**WRITTEN PROBLEM**. Rewrite the material below as a two-column CSV with the header columns "input" and "output" and one row for every item in the material. Put each item's text in "input" and its answer in "output", each as one quoted field with line breaks replaced by spaces, and leave the pictures out.

## Begin

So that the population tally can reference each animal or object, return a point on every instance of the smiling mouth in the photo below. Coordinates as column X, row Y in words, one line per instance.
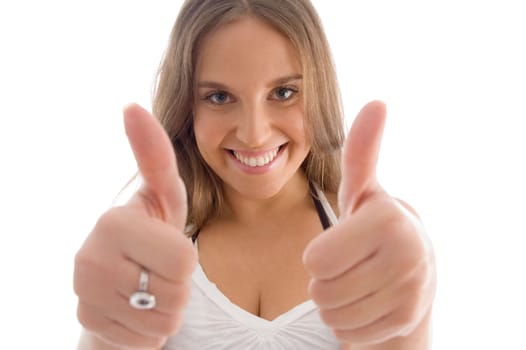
column 261, row 159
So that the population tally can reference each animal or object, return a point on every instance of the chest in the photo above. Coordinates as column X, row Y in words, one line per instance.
column 261, row 269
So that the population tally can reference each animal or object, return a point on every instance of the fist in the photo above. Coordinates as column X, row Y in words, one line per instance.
column 145, row 234
column 373, row 273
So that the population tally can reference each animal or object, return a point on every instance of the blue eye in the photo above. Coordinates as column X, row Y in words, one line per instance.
column 218, row 98
column 284, row 93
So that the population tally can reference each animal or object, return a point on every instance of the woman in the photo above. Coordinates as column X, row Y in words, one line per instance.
column 247, row 99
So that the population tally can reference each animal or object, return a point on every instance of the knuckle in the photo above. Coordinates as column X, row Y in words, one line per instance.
column 319, row 292
column 406, row 316
column 107, row 223
column 86, row 318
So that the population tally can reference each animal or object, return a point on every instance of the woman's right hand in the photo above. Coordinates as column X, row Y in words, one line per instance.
column 146, row 233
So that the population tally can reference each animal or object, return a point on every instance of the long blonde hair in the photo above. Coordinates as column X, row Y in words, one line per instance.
column 174, row 93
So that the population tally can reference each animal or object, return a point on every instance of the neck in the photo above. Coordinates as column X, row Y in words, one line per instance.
column 250, row 210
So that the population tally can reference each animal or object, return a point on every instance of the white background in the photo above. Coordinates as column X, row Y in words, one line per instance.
column 452, row 74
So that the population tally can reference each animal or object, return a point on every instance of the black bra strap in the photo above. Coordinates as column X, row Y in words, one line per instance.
column 319, row 208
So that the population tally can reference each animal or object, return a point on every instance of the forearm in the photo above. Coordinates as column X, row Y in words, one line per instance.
column 88, row 341
column 419, row 339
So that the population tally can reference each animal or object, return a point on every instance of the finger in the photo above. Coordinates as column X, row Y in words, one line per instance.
column 171, row 298
column 163, row 188
column 113, row 332
column 360, row 157
column 163, row 250
column 353, row 285
column 342, row 247
column 368, row 310
column 387, row 327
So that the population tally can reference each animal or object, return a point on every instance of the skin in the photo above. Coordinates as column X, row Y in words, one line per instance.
column 372, row 275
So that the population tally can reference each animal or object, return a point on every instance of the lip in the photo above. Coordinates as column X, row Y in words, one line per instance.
column 258, row 170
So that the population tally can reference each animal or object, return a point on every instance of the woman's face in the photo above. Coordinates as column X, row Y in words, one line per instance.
column 248, row 112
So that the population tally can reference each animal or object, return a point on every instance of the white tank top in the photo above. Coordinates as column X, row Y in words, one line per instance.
column 212, row 321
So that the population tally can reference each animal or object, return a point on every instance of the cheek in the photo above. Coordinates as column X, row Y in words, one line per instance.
column 206, row 128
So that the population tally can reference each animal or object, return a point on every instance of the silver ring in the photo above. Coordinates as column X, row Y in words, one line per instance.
column 141, row 299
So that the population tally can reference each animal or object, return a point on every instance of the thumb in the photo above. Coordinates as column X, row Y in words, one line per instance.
column 163, row 193
column 360, row 157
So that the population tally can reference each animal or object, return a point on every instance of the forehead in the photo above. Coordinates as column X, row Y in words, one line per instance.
column 246, row 49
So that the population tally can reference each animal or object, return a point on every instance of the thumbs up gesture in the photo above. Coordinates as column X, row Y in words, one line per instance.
column 373, row 273
column 146, row 234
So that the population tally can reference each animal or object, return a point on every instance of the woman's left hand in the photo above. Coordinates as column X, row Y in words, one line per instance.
column 373, row 273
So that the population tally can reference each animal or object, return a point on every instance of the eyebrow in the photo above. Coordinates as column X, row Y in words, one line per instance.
column 278, row 81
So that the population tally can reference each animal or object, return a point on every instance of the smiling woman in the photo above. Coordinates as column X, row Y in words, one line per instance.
column 452, row 74
column 248, row 102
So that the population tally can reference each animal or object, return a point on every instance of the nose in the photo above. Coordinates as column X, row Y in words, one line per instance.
column 254, row 125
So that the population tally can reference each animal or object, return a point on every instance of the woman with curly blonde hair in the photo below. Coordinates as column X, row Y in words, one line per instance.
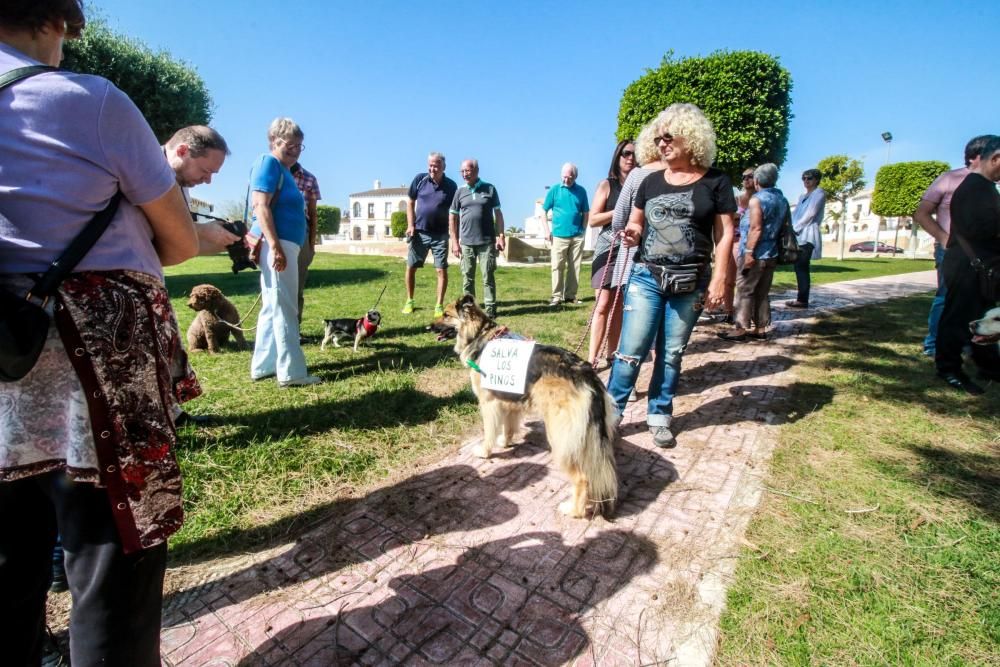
column 679, row 213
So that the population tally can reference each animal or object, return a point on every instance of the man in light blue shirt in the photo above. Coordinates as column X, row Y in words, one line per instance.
column 570, row 210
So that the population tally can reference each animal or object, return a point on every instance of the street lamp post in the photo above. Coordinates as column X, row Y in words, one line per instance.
column 887, row 138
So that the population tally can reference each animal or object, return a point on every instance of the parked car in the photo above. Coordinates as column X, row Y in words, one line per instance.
column 867, row 246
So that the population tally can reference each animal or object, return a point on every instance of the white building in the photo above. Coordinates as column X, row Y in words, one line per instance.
column 371, row 212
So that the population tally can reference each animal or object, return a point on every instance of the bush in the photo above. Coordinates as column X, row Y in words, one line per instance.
column 746, row 95
column 168, row 92
column 899, row 187
column 328, row 219
column 397, row 224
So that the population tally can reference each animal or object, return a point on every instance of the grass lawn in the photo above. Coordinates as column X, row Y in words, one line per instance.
column 889, row 551
column 278, row 458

## End

**ANSWER TO THIS TASK**.
input,output
"So that the population tally can reference each animal or object, return a point on every instance of the smiling mouth in the photo below. Coordinates as column X, row Y in words, one line per instance.","column 261, row 159"
"So that the population tally can reference each animal or object, return a point on every instance of the chest in the photo above. Coordinates as column X, row Y in words, one line per instance.","column 261, row 269"
"So that the population tally can reference each animal or object, return a point on every instance of the fist in the photo above. Coordinates as column X, row Y in words, one line per instance.","column 145, row 234 column 373, row 273"
"So that the population tally can reference each animal or object, return a point on every instance of the blue eye in the photo above. Coordinates as column X, row Y in words, one line per instance.","column 218, row 98 column 284, row 93"
"So that the population tally can reference each animal or object, return a point on every instance of the woman in the photo above. Coordinates as column X, row Y in words, one line per instance.","column 247, row 99"
"So that the population tally can reference each animal or object, return a point on every instance of the knuckle in the photo above. Coordinates as column X, row Y in words, one line per instance.","column 319, row 292 column 406, row 316 column 107, row 223 column 86, row 318"
"So that the population tally can reference each animal or object, return a point on every instance of the woman's right hand in the photo above. Coordinates as column X, row Y in words, one line per instance.","column 146, row 233"
"So that the population tally can reference each animal or object, return a point on every instance of the long blonde hair in the photo above. Coordinates as column X, row Y in words, one line per instance.","column 174, row 93"
"So that the population tally can reference each animal or object, return a point on every instance of the neck in the photo above. Coordinates as column X, row Y in words, one line per instance.","column 250, row 210"
"So that the population tally can reference each animal or object, return a point on every instance of the white background in the photo above. Coordinates as column X, row Y in words, one line per instance.","column 452, row 74"
"So that the population tally can reference each animal or object, return a point on every instance of the black bra strap in the photo above. Coordinates as column X, row Y in words, one line per instance.","column 319, row 208"
"So that the population tally can reference each animal or object, return a point on every instance of the forearm in the photo above. Coordinates as column X, row Y in words, one line per instance.","column 88, row 341 column 419, row 339"
"So that the population tally can reference each animal or object, return a point on every instance of the finger in the photo above. Coordinates as column X, row Y in words, one line per instance.","column 171, row 298 column 163, row 188 column 113, row 332 column 360, row 157 column 163, row 250 column 353, row 285 column 342, row 247 column 368, row 310 column 387, row 327"
"So that the population tally can reference each animal or object, return a point on every instance of the skin in the photo above. Coordinates as column X, row Y in words, one line per instance.","column 372, row 275"
"So that the population tally can reference each animal or object, return a point on every instance of the lip in the photo above. Coordinates as column X, row Y in words, one line per instance.","column 258, row 170"
"So that the population tally can reference each animal or object, return a point on every instance of the woman's face in the photo above. Coordinates as column X, row Y in words, one line per instance.","column 248, row 112"
"So that the population tally can reference each animal or object, return a point on every instance of the white tank top in the photo above. Coordinates as column X, row Y in words, one line per instance.","column 212, row 321"
"So that the population tally can reference each animal or object, return a point on every instance of the cheek in the photo above. Coordinates as column X, row Y in words, one line per instance.","column 206, row 128"
"So that the population tally can reference each animal or object, return a point on every instance of the silver ring in the photo above. Coordinates as column X, row Y in words, one line per instance.","column 141, row 299"
"So that the population tally can reference each animal or object, return a point on every instance of the thumb in the photo above. Coordinates as column X, row Y in words, one line per instance.","column 163, row 193 column 360, row 157"
"So that the population tally can reference each animal or object, return a point on every instance of the forehead in the photo above. Coordinates as column X, row Y in words, one line per instance.","column 246, row 49"
"So that the population tally can reference each animal or object, return a point on every instance of the thumbs up gesture in the photo above. Coordinates as column X, row Y in words, one line per instance.","column 373, row 273 column 146, row 234"
"So that the population tally can reference each animal or object, return a point on every instance of the woman's left hand in the photo above. Coordinates as column X, row Y in words, one line per instance.","column 373, row 273"
"So that the population tally can reference each animal or object, return a point on every instance of the eyebrow in the photo above. Coordinates as column X, row Y in words, one line per instance.","column 278, row 81"
"So that the population tally can reference each animal or object, return a point on every instance of the smiling woman in the photo above. Coordinates as column X, row Y in words, one line per instance.","column 452, row 74 column 248, row 102"
"So that the population tally can reference each animal or object, return a point on every instance of the nose in the photo above. Coordinates as column X, row Y in words, one line per instance.","column 254, row 125"
"So that the population tally can reference each animal or object, return a point on every instance of the woman with curly blonde hair in the photo below. Coordinates as column X, row Y in words, one line per instance.","column 679, row 213"
"So that the population tally can reference each animal or object, return a point on every instance of the man in light blue shirt in the photo above. Coordinates as column X, row Y in words, one line per instance.","column 570, row 210"
"So that the population tally can reference each animal or object, return a point on every instance of the street lamp post in the photo above. Coordinates as column X, row Y in words, one line per instance.","column 887, row 138"
"So that the population tally can reference each animal or object, return a point on every instance of the parked car in the photo above. Coordinates as column X, row Y in words, one line per instance.","column 867, row 246"
"So that the population tally can reference each animal or object, return a point on every instance of the white building in the photo above. Coordinates as column X, row Y in words, one line per instance.","column 371, row 212"
"So that the population tally can reference each animal or object, return a point on every instance of the bush in the photo above. Coordinates as column X, row Y in words, one line per instance.","column 746, row 95 column 168, row 92 column 899, row 187 column 328, row 219 column 397, row 224"
"So that the population tally can reference each animal or object, return a point on every instance of the grass lawn in the photo above. Coordinates as column X, row Y in words, one line per instance.","column 889, row 551 column 278, row 458"